TASK DETAILS
Restate the listing below with no word altered.

AVAILABLE RECORDS
= = =

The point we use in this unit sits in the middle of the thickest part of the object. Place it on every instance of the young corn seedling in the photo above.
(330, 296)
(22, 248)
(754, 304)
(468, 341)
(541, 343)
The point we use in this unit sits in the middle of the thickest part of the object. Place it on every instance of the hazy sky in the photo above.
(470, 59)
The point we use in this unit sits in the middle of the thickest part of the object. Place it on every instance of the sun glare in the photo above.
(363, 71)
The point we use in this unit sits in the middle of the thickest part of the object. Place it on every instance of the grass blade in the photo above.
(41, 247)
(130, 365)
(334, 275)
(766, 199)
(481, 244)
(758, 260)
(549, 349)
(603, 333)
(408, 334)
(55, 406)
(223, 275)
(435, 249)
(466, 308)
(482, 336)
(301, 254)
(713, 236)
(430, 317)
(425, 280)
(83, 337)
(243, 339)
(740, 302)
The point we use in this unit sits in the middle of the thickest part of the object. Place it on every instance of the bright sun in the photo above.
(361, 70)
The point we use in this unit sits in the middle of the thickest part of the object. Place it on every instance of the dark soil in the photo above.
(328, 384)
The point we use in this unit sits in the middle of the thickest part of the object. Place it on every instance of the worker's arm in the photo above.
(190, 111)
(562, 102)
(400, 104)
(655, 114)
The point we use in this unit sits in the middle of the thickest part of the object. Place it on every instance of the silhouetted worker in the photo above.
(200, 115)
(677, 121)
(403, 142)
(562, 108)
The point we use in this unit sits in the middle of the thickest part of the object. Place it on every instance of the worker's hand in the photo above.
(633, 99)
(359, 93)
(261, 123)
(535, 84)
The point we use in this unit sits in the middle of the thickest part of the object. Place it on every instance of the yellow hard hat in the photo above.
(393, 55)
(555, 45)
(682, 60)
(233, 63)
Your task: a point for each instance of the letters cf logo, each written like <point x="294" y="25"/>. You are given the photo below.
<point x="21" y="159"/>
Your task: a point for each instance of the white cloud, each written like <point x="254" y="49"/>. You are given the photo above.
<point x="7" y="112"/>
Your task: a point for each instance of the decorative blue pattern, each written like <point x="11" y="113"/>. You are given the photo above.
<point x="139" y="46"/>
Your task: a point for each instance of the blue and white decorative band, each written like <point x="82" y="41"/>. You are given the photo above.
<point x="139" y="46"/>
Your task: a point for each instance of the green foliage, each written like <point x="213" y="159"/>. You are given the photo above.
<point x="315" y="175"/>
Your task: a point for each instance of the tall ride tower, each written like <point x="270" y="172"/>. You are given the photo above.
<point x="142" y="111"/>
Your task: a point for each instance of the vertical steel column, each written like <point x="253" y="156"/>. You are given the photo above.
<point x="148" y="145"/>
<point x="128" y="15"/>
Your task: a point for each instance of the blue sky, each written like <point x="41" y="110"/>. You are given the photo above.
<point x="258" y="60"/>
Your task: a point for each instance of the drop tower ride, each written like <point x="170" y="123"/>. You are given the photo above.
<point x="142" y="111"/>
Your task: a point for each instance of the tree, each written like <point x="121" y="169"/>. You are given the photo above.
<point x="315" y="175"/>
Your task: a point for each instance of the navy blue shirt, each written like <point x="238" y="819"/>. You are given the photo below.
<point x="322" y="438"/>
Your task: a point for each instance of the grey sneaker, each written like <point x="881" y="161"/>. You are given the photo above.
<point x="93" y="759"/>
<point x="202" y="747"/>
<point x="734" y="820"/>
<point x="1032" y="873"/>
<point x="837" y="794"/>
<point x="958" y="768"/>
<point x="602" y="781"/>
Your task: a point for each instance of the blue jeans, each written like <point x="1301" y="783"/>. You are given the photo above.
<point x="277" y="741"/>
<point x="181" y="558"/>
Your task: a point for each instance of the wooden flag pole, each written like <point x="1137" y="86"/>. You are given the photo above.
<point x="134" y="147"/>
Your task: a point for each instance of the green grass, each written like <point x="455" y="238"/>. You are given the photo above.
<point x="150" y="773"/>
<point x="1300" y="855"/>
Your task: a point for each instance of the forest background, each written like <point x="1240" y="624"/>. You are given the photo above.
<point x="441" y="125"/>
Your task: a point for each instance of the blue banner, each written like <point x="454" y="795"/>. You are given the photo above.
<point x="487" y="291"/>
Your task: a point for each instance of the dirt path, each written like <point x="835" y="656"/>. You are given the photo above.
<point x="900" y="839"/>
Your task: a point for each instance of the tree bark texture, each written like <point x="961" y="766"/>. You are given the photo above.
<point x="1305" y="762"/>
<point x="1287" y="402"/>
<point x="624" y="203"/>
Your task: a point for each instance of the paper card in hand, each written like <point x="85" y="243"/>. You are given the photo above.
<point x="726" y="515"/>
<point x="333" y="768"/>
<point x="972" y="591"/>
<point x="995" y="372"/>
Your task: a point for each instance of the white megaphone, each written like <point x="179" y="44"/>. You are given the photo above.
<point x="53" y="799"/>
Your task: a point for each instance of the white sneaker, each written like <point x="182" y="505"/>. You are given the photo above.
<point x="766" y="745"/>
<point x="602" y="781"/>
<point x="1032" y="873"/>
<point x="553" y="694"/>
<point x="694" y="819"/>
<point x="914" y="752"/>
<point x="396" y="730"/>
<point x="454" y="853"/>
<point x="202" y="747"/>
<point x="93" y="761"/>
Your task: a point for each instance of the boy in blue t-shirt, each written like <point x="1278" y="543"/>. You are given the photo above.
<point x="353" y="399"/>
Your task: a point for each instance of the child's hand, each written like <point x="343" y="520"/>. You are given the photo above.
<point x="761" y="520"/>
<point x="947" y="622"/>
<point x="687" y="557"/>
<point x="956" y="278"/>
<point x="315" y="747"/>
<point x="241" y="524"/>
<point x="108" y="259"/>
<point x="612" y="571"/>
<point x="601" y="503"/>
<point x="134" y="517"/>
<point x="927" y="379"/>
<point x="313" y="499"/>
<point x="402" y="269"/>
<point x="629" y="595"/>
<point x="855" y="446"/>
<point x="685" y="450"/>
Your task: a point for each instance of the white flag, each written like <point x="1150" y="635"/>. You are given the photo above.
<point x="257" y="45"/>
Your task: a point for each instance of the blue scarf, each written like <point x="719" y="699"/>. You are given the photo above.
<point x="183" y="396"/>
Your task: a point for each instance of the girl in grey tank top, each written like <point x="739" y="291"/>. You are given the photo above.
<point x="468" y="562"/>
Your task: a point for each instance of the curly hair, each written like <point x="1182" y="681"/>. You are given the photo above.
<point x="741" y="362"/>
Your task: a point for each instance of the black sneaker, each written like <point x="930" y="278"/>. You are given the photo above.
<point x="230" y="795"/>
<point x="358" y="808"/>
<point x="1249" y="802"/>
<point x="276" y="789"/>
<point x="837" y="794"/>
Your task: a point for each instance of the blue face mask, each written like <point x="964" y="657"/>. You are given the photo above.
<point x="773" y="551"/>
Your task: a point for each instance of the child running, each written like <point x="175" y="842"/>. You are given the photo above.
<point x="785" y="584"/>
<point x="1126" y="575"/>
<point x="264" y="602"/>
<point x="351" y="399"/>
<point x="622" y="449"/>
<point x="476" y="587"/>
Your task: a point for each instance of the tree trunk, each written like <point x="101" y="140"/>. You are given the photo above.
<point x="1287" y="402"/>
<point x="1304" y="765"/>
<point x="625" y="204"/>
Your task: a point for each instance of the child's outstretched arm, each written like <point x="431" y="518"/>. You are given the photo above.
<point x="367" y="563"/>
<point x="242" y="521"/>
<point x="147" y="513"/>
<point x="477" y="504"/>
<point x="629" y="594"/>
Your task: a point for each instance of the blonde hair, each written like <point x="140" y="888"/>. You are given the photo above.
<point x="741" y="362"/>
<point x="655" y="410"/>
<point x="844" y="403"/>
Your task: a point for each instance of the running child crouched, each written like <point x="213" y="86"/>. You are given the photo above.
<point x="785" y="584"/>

= = =

WRITTEN ANSWER
The point we use in this unit sits in the middle of the thickest part of the object. Place it on every instance of the young corn seedling in the photo above.
(330, 296)
(22, 248)
(754, 304)
(468, 341)
(541, 343)
The point we use in this unit sits in the middle of the thickest part of the object. Place it on every instance of the hazy sky in the photo above.
(470, 59)
The point we use in this unit sits in the middle of the thickest part of the object. Place it on every instance of the sun glare in the photo above.
(363, 71)
The point we use in this unit sits in the middle of the thickest part of the object. Place it on every instance of the grass blade in the photo above.
(41, 247)
(130, 365)
(334, 275)
(766, 199)
(481, 244)
(758, 260)
(549, 349)
(603, 333)
(408, 334)
(55, 406)
(223, 275)
(435, 249)
(466, 308)
(482, 336)
(301, 254)
(713, 236)
(430, 317)
(425, 280)
(83, 337)
(243, 339)
(740, 302)
The point we use in this unit sits in the middle of the thickest part of the object. Place it on every instance of the bright sun in the photo above.
(361, 70)
The point we use in this unit sits in the middle of the thickest part of the object. Place it on every instance of the dark soil in the photo above.
(328, 384)
The point we use in this unit sits in the middle of the thickest part of the object. Place it on every instance of the worker's arm in the photo above.
(190, 111)
(562, 102)
(400, 104)
(655, 114)
The point we use in this unit sits in the middle of the thickest part of the object. Place it on every instance of the silhouetted worker in the photo above.
(200, 115)
(677, 121)
(403, 142)
(562, 108)
The point we use in this unit sits in the middle of the thickest part of the object. Place it on every instance of the worker's hand in the photo above.
(633, 99)
(359, 93)
(261, 123)
(535, 84)
The point we use in this unit sits in the middle of the thickest part of the object. Place it on every instance of the yellow hard hat in the photo above.
(393, 55)
(555, 45)
(682, 60)
(233, 63)
Your task: a point for each instance of the letters cf logo, each written like <point x="294" y="25"/>. You are given the photo below.
<point x="21" y="159"/>
Your task: a point for each instance of the white cloud, each written like <point x="254" y="49"/>. You are given the photo above.
<point x="7" y="112"/>
Your task: a point for each instance of the decorative blue pattern, each written like <point x="11" y="113"/>. You are given the photo above.
<point x="139" y="46"/>
Your task: a point for each instance of the blue and white decorative band, each written like <point x="82" y="41"/>. You are given the photo above.
<point x="139" y="46"/>
Your task: a point for each instance of the green foliage, each written like <point x="213" y="159"/>. You are given the photo above.
<point x="315" y="175"/>
Your task: a point for each instance of the tall ride tower, each written like <point x="270" y="172"/>. You are given the photo above.
<point x="142" y="111"/>
Your task: a point for each instance of the vertical steel column, each written like <point x="253" y="156"/>. You are given the photo above.
<point x="148" y="145"/>
<point x="128" y="15"/>
Your task: a point for each instance of the blue sky, each written like <point x="41" y="110"/>. You are given the photo above.
<point x="258" y="60"/>
Your task: a point for each instance of the drop tower ride, each written like <point x="170" y="123"/>. You are given the photo above.
<point x="142" y="111"/>
Your task: a point for each instance of the tree, each written like <point x="121" y="169"/>. You are given the photo above.
<point x="315" y="175"/>
Your task: a point for each instance of the navy blue shirt, each written like <point x="238" y="819"/>. You are given the photo below.
<point x="322" y="438"/>
Your task: a point for each instance of the grey sneaker, each written like <point x="881" y="161"/>. You are given the photo above.
<point x="93" y="759"/>
<point x="202" y="747"/>
<point x="734" y="820"/>
<point x="1032" y="873"/>
<point x="837" y="794"/>
<point x="958" y="768"/>
<point x="602" y="781"/>
Your task: a point for each instance of the blue jeans, each written like <point x="1301" y="783"/>. You are given the photo above.
<point x="277" y="741"/>
<point x="181" y="558"/>
Your task: a point for each instance of the wooden flag pole, each written like <point x="1137" y="86"/>. You are given the photo above.
<point x="134" y="147"/>
Your task: a point for each instance of the green grass, each written like <point x="455" y="238"/>. You are given the photo above.
<point x="150" y="773"/>
<point x="1300" y="855"/>
Your task: a point for each instance of the forest background, each written like <point x="1240" y="624"/>. You are given the photo above.
<point x="441" y="125"/>
Your task: a point for each instance of the blue banner, each written like <point x="454" y="795"/>. You are given the photo above.
<point x="487" y="291"/>
Your task: a point for each instance of the dirt path, each written like <point x="835" y="656"/>. You are given the photo above.
<point x="900" y="839"/>
Your task: a point for each instance of the tree bark texture, each written like <point x="961" y="766"/>. You are given the photo above.
<point x="1305" y="762"/>
<point x="1287" y="402"/>
<point x="624" y="203"/>
Your task: a point for each instance of the paper card in hand, each written like <point x="85" y="243"/>. You are given the photo above.
<point x="726" y="515"/>
<point x="333" y="768"/>
<point x="972" y="591"/>
<point x="995" y="372"/>
Your task: a point for each instance of the white megaphone, each written like <point x="179" y="44"/>. You are given the photo above.
<point x="53" y="799"/>
Your task: a point for each instance of the white sneaker, each written like <point x="182" y="505"/>. You are given the photo above.
<point x="766" y="745"/>
<point x="602" y="781"/>
<point x="1032" y="873"/>
<point x="553" y="694"/>
<point x="694" y="819"/>
<point x="914" y="752"/>
<point x="396" y="730"/>
<point x="454" y="853"/>
<point x="202" y="747"/>
<point x="93" y="761"/>
Your task: a point for each instance of the boy in blue t-shirt, each written like <point x="1278" y="543"/>. You are given the photo above.
<point x="353" y="399"/>
Your task: a point for each instance of the child's hand, each written like <point x="343" y="520"/>. You are given the photo above.
<point x="761" y="520"/>
<point x="947" y="622"/>
<point x="687" y="557"/>
<point x="956" y="278"/>
<point x="315" y="747"/>
<point x="241" y="524"/>
<point x="108" y="259"/>
<point x="612" y="571"/>
<point x="601" y="503"/>
<point x="134" y="517"/>
<point x="927" y="379"/>
<point x="313" y="499"/>
<point x="402" y="269"/>
<point x="629" y="595"/>
<point x="855" y="446"/>
<point x="685" y="450"/>
Your task: a point for each instance of the white flag, each written like <point x="1150" y="635"/>. You are given the photo above.
<point x="257" y="45"/>
Your task: a point for each instance of the blue scarf, each written like <point x="719" y="699"/>. You are given the photo above.
<point x="183" y="396"/>
Your task: a point for each instance of the girl in grey tank top, each written like <point x="739" y="291"/>. You are given the photo above.
<point x="468" y="562"/>
Your task: a point for each instance of the curly hair, each written like <point x="1182" y="681"/>. You are given the photo above.
<point x="741" y="362"/>
Your task: a point for each instance of the black sneaker, each written like <point x="930" y="278"/>. You are given the photo above.
<point x="230" y="795"/>
<point x="358" y="808"/>
<point x="1249" y="802"/>
<point x="276" y="789"/>
<point x="837" y="794"/>
Your task: a point for each instance of the blue face mask, each written like <point x="964" y="657"/>. You are given the photo above.
<point x="773" y="551"/>
Your task: a point for each instance of the child running, each written like <point x="175" y="842"/>. You are given the photo above.
<point x="785" y="584"/>
<point x="1126" y="575"/>
<point x="264" y="602"/>
<point x="351" y="399"/>
<point x="622" y="449"/>
<point x="476" y="587"/>
Your task: a point for each instance of the tree trunk, each written like <point x="101" y="140"/>. You are given the photo above.
<point x="1287" y="402"/>
<point x="1304" y="765"/>
<point x="625" y="204"/>
Your task: a point for each instance of the child's outstretched arm, each written like <point x="431" y="518"/>. You are given the photo above.
<point x="367" y="563"/>
<point x="242" y="521"/>
<point x="147" y="513"/>
<point x="477" y="504"/>
<point x="629" y="594"/>
Your task: a point for each instance of the blonde hair, each written like <point x="140" y="888"/>. You are given the photo above.
<point x="741" y="362"/>
<point x="655" y="410"/>
<point x="844" y="403"/>
Your task: a point for each instance of the running child crouched, each written like <point x="213" y="86"/>. You are given the photo above.
<point x="785" y="584"/>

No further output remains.